• [Input for this task]
#####
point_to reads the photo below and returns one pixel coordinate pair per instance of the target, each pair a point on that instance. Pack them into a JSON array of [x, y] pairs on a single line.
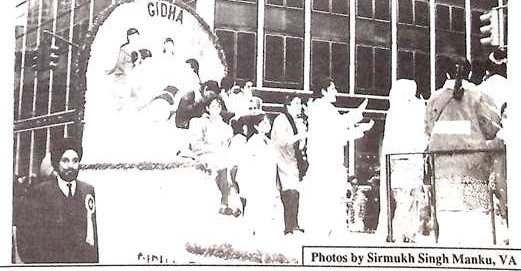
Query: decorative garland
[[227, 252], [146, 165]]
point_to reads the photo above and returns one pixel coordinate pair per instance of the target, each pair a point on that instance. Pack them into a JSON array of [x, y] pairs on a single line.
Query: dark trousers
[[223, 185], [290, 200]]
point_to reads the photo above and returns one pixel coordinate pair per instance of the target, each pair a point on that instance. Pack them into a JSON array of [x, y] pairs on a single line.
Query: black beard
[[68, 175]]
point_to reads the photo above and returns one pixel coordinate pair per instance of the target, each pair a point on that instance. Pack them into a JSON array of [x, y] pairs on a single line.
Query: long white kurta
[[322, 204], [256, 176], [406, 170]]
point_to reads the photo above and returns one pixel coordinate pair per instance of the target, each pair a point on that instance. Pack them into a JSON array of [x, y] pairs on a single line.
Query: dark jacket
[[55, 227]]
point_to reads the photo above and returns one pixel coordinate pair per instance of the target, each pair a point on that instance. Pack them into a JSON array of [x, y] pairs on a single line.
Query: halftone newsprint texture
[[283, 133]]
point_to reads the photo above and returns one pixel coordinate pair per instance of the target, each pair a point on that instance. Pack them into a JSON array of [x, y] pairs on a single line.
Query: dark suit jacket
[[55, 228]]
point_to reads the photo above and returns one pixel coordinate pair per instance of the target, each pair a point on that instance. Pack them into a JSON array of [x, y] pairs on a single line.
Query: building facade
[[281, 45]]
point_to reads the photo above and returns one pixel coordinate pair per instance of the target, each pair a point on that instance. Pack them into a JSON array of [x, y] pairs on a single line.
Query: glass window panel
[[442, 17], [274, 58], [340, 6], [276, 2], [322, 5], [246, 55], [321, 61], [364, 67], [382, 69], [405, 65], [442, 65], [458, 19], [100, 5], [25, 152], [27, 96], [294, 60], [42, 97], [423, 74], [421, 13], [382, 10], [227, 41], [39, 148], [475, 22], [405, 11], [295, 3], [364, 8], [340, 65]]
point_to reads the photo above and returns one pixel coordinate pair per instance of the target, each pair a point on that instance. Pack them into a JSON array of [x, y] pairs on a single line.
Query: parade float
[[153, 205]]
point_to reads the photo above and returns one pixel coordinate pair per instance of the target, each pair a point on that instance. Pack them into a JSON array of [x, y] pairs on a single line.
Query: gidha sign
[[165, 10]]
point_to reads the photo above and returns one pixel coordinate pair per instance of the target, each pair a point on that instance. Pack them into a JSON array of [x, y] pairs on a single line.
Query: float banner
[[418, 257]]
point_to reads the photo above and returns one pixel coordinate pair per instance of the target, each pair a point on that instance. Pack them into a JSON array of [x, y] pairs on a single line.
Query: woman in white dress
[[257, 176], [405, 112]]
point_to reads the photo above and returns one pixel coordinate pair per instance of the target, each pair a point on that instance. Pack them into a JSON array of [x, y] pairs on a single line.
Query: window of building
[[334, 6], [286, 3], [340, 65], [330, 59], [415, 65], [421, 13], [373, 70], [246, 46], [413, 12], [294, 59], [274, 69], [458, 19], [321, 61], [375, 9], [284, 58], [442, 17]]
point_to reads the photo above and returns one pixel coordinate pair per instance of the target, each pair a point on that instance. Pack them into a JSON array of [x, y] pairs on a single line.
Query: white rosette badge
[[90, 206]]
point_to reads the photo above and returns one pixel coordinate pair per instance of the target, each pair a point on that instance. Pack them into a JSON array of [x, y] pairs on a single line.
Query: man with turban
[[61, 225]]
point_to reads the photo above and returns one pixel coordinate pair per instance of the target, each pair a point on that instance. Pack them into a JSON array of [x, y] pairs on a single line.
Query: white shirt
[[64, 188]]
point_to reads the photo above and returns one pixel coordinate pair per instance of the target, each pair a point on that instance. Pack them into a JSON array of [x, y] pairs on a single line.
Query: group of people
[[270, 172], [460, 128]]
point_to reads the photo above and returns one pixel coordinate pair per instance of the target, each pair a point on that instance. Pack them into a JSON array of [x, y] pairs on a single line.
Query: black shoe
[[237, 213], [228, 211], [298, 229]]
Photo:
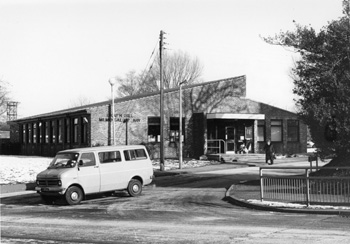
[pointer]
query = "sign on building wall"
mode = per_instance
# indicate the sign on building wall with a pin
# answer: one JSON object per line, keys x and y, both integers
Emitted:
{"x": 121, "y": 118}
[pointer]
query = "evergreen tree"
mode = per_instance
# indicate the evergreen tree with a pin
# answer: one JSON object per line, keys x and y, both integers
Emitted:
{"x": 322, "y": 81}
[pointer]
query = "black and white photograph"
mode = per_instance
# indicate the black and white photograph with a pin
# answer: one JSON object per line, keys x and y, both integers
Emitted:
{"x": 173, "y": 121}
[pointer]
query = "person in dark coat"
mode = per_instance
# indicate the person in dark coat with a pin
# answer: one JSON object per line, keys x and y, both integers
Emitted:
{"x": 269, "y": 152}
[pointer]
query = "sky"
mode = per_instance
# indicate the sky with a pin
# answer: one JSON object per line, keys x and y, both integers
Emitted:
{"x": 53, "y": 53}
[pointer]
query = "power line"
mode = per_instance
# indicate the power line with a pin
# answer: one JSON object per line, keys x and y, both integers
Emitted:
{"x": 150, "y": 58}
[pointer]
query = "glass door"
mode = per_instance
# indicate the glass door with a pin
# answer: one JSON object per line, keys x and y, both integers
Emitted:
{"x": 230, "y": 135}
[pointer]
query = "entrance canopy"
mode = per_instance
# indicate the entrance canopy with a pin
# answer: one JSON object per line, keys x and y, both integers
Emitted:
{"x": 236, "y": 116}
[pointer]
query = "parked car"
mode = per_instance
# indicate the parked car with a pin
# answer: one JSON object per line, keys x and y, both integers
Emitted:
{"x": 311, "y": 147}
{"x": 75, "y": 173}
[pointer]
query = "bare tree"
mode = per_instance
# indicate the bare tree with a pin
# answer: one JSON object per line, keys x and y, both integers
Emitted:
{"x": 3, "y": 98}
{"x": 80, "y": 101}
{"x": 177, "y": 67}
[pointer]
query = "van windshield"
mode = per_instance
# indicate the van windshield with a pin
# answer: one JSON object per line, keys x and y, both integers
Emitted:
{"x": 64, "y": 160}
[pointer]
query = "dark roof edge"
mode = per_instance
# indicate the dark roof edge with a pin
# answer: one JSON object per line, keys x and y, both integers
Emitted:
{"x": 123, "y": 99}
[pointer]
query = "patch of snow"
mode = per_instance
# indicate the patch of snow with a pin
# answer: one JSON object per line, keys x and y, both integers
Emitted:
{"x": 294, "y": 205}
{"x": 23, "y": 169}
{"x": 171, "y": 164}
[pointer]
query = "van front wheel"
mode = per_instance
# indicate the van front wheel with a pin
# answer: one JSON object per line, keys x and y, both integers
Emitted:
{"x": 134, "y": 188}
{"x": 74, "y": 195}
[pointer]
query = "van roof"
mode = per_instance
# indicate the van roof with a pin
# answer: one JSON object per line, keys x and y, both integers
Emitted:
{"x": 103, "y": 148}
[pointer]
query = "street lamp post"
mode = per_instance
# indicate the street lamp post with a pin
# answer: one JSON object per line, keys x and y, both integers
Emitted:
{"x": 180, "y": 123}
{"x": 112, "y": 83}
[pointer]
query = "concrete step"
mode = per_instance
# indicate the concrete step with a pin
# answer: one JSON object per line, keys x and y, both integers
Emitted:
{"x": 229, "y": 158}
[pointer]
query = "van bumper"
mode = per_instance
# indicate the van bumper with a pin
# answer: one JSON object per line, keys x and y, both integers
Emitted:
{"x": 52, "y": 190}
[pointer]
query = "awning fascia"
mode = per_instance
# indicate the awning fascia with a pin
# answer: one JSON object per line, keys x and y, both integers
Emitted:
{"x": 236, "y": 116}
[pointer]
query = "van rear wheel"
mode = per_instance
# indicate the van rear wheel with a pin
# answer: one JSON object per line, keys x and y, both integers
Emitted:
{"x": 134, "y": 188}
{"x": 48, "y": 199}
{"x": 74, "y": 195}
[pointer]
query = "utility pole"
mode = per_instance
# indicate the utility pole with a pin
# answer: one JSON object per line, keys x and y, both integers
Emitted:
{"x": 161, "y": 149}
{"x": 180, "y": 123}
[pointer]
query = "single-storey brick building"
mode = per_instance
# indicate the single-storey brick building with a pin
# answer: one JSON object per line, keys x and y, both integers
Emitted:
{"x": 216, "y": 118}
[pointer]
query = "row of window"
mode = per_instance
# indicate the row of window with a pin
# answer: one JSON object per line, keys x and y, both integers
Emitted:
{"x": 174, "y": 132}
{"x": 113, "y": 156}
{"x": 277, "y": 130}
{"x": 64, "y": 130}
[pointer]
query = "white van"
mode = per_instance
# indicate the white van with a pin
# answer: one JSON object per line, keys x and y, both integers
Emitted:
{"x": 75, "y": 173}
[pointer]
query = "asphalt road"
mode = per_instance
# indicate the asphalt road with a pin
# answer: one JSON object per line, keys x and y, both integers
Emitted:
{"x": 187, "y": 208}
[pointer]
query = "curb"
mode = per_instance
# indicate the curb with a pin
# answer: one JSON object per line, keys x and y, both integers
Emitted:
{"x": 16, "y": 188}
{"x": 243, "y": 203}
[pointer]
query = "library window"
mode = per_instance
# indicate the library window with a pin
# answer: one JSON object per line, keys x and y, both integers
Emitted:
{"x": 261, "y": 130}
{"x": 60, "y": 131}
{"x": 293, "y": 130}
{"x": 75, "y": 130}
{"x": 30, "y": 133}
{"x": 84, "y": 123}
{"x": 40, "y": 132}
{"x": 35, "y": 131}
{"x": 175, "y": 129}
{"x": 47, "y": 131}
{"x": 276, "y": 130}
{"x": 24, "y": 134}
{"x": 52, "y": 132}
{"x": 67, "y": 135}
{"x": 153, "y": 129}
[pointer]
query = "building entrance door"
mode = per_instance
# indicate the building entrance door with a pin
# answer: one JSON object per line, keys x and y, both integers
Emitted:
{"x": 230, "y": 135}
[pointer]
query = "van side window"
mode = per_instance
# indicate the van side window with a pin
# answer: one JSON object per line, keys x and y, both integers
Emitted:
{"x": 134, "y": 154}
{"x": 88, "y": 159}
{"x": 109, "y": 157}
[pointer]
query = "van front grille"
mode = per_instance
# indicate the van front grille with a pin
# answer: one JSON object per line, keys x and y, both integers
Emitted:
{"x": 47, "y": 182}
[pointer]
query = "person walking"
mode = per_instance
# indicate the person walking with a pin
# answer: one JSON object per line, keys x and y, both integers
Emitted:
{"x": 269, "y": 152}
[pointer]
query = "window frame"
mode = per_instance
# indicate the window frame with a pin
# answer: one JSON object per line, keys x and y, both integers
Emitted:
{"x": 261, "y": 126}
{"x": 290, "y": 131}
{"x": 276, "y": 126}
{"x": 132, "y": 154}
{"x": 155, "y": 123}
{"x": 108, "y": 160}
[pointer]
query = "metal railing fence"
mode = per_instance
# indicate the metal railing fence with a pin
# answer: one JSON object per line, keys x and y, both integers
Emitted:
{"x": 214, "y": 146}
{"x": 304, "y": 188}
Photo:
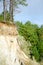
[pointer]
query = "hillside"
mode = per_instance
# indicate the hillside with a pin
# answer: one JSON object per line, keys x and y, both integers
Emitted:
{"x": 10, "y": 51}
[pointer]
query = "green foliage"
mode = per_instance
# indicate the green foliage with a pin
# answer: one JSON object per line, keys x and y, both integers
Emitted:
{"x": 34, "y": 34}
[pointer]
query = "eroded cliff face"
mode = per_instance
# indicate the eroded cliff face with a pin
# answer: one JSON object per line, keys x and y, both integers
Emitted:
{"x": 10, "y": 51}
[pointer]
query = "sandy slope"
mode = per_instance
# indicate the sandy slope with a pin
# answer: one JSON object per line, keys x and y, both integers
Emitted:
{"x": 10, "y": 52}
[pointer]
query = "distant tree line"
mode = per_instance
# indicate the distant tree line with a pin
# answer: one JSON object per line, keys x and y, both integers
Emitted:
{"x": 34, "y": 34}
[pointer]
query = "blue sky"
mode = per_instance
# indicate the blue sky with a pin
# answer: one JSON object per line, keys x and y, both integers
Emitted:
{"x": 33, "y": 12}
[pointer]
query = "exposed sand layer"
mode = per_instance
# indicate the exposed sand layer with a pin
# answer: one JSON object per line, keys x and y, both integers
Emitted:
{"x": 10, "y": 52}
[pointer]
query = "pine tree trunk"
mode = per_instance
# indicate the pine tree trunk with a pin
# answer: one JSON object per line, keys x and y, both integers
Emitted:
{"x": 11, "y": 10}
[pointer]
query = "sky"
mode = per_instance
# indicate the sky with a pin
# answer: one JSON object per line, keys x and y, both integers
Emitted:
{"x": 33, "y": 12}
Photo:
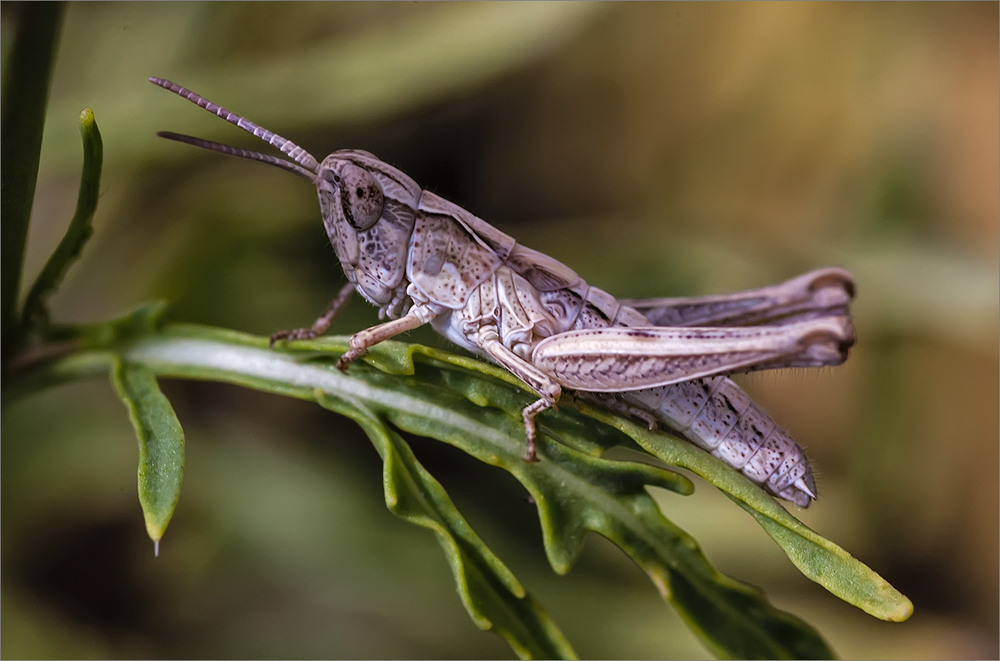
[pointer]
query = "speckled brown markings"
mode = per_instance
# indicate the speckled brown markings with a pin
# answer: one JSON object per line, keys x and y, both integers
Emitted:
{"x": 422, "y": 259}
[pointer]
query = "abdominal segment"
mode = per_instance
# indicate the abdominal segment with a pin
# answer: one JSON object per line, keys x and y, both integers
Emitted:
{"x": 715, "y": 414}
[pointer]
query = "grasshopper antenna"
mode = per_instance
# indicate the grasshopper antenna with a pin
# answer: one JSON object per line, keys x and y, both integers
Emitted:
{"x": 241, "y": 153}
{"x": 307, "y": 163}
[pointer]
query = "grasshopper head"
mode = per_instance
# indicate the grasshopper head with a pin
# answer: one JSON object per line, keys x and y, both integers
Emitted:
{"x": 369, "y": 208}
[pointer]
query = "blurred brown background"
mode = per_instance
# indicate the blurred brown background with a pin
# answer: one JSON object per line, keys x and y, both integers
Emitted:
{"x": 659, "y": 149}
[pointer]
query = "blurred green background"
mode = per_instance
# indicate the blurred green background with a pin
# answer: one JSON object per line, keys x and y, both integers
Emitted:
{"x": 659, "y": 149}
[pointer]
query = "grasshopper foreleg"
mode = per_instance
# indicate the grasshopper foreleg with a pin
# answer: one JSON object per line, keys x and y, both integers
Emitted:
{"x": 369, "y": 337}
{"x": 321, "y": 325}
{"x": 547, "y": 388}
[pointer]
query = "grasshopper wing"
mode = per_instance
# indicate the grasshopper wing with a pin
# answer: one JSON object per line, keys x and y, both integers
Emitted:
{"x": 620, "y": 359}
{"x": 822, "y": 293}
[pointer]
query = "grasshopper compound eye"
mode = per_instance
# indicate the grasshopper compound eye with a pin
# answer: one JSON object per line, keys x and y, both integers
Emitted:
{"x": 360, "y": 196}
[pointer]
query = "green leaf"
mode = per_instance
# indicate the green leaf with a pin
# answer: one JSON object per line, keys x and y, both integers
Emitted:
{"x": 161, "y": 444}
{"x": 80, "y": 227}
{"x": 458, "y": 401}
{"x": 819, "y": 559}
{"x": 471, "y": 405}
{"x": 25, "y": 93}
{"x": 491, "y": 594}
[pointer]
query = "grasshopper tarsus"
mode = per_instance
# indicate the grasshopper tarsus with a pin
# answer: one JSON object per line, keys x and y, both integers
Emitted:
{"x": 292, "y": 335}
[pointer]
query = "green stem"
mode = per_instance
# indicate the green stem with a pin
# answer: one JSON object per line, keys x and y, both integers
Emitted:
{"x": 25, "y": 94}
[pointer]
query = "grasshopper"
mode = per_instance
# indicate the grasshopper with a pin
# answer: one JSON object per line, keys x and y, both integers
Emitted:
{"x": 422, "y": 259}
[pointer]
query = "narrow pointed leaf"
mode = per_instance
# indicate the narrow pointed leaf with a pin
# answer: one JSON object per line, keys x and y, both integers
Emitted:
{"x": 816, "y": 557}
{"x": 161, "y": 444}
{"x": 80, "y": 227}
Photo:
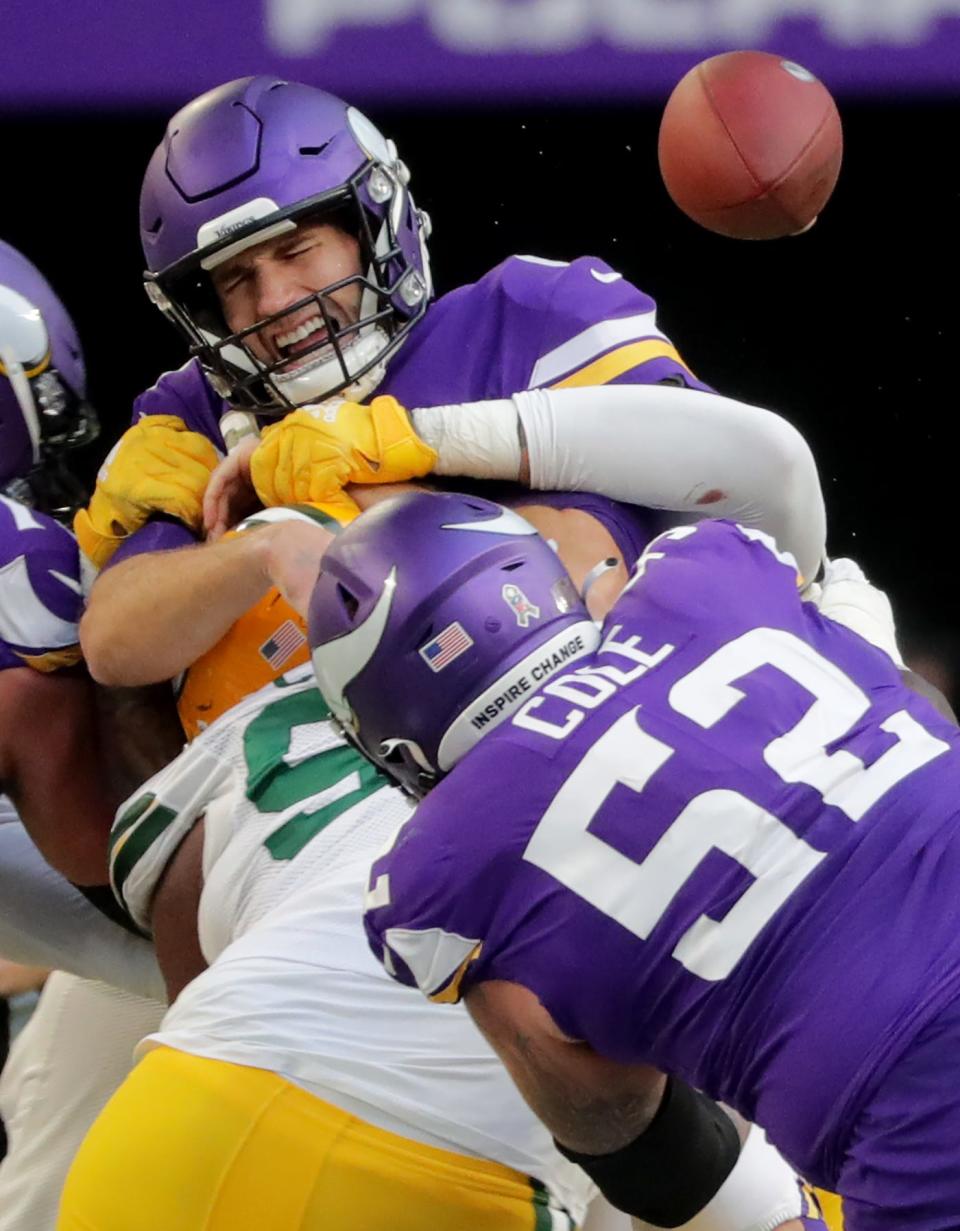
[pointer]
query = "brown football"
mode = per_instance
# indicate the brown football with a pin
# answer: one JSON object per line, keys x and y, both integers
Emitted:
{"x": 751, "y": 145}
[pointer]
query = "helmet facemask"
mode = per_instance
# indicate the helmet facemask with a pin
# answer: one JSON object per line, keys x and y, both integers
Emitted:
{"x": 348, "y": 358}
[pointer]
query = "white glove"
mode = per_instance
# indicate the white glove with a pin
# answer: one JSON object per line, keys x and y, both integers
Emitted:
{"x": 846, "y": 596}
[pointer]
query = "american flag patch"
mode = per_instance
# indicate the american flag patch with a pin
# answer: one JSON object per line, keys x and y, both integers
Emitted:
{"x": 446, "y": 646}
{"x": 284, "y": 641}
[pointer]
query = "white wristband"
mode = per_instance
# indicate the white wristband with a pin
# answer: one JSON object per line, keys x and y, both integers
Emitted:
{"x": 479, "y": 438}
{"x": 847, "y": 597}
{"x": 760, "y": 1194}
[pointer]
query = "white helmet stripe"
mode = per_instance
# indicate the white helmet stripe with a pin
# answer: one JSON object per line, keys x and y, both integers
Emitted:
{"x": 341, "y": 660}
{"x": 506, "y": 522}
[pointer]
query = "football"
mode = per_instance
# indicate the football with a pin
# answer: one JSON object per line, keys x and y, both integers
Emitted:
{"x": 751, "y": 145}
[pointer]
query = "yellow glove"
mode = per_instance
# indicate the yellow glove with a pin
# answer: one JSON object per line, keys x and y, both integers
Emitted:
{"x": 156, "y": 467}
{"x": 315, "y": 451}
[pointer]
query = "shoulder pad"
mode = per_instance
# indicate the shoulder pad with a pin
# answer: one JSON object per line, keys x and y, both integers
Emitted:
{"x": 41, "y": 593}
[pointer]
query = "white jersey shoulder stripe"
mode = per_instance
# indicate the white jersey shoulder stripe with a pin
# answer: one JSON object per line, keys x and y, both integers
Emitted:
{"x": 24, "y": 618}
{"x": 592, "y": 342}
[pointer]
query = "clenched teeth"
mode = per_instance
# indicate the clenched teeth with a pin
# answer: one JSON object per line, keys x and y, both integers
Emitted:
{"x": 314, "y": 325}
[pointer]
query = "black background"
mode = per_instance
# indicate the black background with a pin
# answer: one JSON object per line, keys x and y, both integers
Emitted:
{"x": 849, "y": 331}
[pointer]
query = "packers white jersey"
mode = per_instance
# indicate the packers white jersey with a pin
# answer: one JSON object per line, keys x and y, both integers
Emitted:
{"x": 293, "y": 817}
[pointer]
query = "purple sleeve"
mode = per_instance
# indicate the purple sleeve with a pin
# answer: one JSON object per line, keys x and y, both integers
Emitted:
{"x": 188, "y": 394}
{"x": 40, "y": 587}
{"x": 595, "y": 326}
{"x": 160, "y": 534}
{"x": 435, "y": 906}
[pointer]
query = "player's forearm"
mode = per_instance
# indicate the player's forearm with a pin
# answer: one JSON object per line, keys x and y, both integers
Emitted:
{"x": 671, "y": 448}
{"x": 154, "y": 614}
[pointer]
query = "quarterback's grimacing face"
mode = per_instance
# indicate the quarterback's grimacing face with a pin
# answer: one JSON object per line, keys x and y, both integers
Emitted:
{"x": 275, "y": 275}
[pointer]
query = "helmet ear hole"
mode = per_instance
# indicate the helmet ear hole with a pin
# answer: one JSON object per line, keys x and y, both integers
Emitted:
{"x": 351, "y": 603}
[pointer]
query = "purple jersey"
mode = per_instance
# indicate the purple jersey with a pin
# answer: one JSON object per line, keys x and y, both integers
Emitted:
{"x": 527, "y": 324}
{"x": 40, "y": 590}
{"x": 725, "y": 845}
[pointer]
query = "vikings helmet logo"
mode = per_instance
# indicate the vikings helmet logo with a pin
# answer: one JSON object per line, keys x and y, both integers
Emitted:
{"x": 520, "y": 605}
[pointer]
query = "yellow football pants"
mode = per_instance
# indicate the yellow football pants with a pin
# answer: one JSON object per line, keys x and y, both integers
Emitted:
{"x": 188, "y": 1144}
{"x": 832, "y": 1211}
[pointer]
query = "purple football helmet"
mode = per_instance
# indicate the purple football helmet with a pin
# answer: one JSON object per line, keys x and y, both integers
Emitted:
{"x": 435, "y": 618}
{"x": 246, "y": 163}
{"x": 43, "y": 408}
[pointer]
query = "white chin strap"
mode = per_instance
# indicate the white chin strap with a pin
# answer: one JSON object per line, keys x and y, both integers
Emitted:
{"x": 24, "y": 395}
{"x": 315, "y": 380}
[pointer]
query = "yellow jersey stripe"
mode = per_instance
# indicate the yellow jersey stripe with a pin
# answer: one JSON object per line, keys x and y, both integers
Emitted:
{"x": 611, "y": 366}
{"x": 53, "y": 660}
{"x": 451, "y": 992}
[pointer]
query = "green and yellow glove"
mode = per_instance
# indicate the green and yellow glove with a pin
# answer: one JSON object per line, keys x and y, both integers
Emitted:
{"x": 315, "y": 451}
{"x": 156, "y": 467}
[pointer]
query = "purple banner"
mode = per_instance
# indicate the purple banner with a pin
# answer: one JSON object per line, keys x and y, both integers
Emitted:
#####
• [Task brief]
Wherever the string "logo" appears in the data above, report the whole line.

• [Written answer]
query = "vikings helmet logo"
# indicate the vikings helmet logo with a pin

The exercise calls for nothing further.